EXERCISE BRIEF.
Return only the lines from the top of the data down to the one that holds "tag the green grass verge", both included, without any pictures.

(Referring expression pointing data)

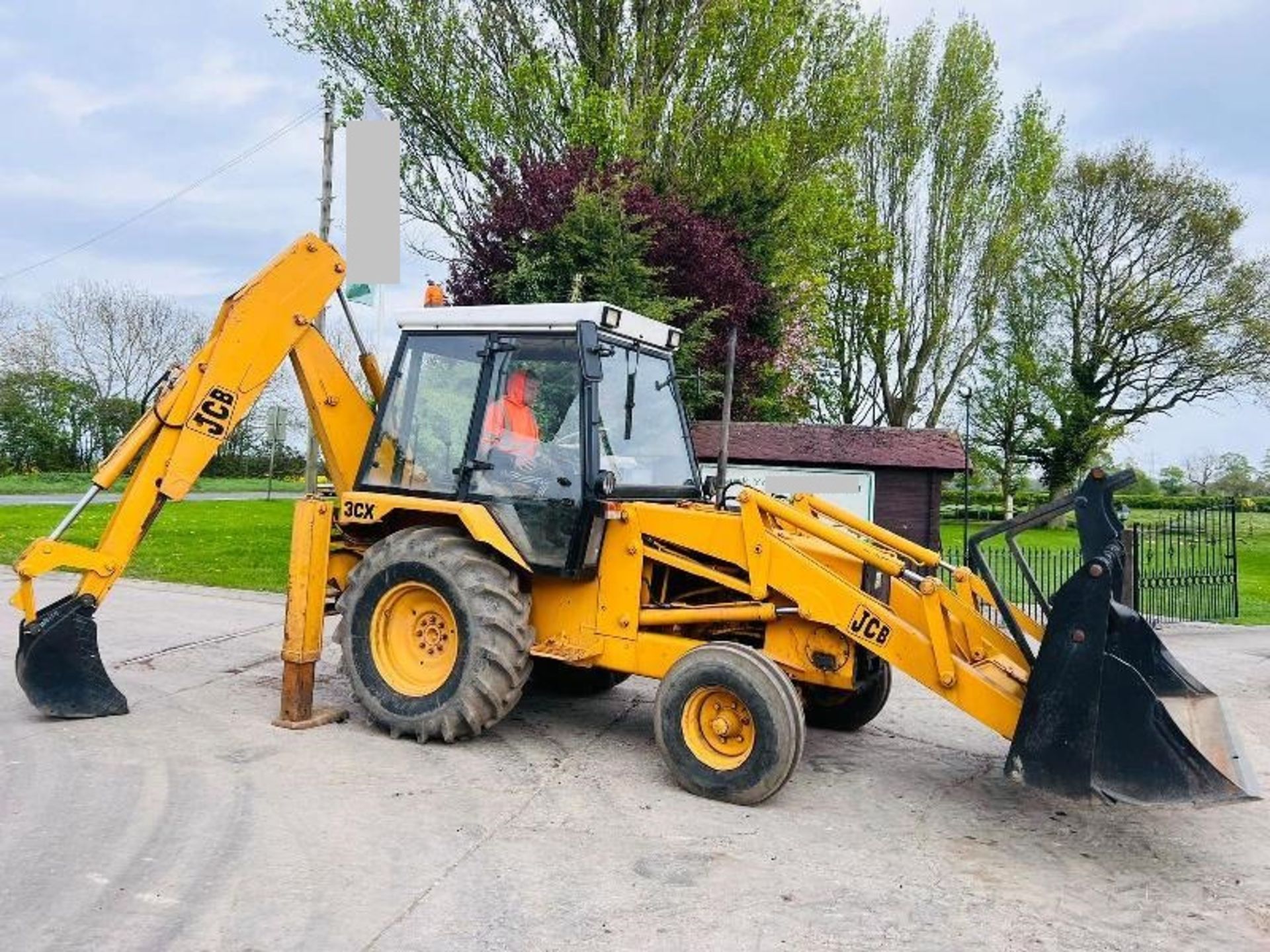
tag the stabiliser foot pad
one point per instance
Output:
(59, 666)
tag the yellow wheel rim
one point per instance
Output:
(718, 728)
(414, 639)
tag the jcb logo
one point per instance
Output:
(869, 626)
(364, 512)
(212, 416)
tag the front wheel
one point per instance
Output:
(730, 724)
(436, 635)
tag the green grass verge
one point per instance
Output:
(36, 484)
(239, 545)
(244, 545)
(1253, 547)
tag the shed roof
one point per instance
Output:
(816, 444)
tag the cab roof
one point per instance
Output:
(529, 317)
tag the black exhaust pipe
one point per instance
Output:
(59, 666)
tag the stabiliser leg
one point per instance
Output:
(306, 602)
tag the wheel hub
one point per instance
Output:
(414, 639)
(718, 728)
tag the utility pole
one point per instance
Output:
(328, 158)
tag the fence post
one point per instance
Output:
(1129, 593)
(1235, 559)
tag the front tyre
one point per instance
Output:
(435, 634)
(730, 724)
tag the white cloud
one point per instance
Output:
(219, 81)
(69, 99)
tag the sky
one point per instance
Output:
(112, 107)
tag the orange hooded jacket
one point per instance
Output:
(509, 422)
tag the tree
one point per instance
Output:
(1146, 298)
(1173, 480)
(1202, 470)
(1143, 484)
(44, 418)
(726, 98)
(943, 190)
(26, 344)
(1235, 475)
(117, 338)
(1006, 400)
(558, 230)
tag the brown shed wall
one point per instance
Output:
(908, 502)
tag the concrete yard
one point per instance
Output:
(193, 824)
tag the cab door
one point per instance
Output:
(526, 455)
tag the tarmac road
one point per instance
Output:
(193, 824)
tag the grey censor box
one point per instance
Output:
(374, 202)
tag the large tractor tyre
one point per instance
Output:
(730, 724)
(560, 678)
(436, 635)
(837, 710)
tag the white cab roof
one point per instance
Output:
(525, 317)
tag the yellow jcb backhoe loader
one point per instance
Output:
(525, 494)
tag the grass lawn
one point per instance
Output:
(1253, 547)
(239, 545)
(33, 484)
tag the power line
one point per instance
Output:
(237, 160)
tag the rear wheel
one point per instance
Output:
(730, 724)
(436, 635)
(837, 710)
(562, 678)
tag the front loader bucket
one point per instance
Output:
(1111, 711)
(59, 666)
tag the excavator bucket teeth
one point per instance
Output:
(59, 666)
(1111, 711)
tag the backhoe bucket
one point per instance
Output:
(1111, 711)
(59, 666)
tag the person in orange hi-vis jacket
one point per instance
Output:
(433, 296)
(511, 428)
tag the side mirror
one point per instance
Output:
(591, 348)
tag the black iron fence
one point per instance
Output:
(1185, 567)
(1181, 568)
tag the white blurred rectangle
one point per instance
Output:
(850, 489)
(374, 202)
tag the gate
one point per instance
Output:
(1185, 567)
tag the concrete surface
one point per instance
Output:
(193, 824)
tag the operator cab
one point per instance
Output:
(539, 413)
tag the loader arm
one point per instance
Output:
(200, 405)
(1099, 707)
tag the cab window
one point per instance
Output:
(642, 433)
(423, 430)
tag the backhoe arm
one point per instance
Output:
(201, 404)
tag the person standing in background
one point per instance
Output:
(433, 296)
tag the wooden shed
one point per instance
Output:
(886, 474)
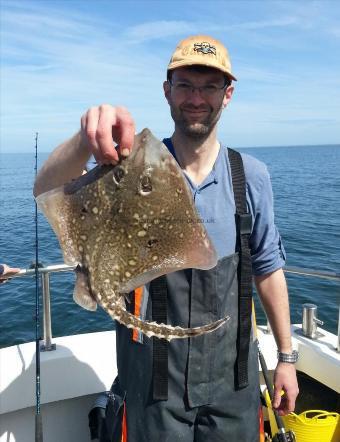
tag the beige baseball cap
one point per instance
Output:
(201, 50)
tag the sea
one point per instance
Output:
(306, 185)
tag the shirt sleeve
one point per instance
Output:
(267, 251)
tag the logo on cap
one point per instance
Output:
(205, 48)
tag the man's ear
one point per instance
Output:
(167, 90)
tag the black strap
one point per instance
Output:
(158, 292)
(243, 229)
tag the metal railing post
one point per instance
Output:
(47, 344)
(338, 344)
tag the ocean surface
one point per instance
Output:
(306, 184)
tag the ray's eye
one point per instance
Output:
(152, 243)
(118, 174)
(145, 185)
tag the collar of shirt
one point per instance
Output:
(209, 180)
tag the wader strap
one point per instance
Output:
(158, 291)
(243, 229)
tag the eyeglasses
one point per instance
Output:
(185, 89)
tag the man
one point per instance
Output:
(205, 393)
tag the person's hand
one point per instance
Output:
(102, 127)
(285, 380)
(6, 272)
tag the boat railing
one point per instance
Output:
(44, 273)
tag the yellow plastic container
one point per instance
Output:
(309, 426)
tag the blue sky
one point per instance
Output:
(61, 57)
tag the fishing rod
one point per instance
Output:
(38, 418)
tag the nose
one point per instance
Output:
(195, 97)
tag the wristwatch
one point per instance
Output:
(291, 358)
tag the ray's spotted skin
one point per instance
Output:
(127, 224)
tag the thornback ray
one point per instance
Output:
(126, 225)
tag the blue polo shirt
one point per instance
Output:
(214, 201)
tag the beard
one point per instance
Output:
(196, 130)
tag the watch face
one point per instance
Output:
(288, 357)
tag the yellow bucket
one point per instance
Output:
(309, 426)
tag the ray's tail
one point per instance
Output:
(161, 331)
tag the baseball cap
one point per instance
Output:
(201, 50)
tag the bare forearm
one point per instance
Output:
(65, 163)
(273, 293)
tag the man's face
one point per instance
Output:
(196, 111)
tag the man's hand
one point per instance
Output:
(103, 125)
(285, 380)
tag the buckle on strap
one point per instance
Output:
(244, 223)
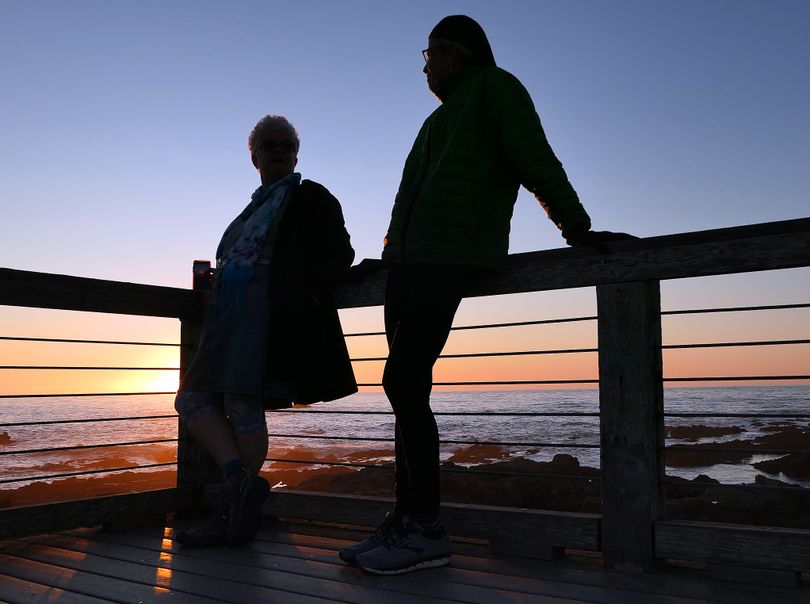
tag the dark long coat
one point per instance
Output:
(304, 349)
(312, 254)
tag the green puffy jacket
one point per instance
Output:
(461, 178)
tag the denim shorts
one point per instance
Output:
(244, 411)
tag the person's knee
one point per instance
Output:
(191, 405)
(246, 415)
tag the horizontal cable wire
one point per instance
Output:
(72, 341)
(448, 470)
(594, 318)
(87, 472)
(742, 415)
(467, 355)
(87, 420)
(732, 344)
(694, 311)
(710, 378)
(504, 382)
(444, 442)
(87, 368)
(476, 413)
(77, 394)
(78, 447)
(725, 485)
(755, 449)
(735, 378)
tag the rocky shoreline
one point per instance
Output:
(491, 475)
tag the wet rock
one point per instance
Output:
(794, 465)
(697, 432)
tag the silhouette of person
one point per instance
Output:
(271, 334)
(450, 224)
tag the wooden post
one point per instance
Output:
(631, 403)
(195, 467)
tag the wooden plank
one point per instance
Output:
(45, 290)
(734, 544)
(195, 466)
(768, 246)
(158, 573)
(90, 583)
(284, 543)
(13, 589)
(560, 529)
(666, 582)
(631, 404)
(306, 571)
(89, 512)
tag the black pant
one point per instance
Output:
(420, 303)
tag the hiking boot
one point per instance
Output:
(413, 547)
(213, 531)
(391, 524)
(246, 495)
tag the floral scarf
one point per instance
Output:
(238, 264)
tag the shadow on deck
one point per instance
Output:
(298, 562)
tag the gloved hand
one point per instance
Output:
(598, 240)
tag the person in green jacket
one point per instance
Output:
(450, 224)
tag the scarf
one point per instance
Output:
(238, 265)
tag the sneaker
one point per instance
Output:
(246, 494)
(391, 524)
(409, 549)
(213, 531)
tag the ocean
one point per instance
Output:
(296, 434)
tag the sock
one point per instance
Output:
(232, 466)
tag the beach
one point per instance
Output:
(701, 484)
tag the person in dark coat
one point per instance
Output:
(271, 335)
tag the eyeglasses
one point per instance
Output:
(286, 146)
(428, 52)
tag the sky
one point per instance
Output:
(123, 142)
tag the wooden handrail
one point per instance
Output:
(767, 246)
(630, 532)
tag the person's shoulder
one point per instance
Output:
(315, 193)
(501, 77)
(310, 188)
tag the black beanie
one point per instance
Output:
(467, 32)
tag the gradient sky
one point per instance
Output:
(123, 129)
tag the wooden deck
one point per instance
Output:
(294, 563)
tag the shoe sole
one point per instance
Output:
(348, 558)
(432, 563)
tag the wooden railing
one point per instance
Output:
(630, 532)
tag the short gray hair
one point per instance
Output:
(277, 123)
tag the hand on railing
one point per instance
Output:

EXERCISE RESULT.
tag the stabiliser foot pad
one point per instance
Output:
(59, 666)
tag the yellow wheel rim
one point per instance
Output:
(718, 728)
(414, 639)
tag the jcb logo
one point per instance
Output:
(869, 626)
(364, 512)
(212, 416)
tag the front wheel
one point per instance
Output:
(730, 724)
(436, 635)
tag the green grass verge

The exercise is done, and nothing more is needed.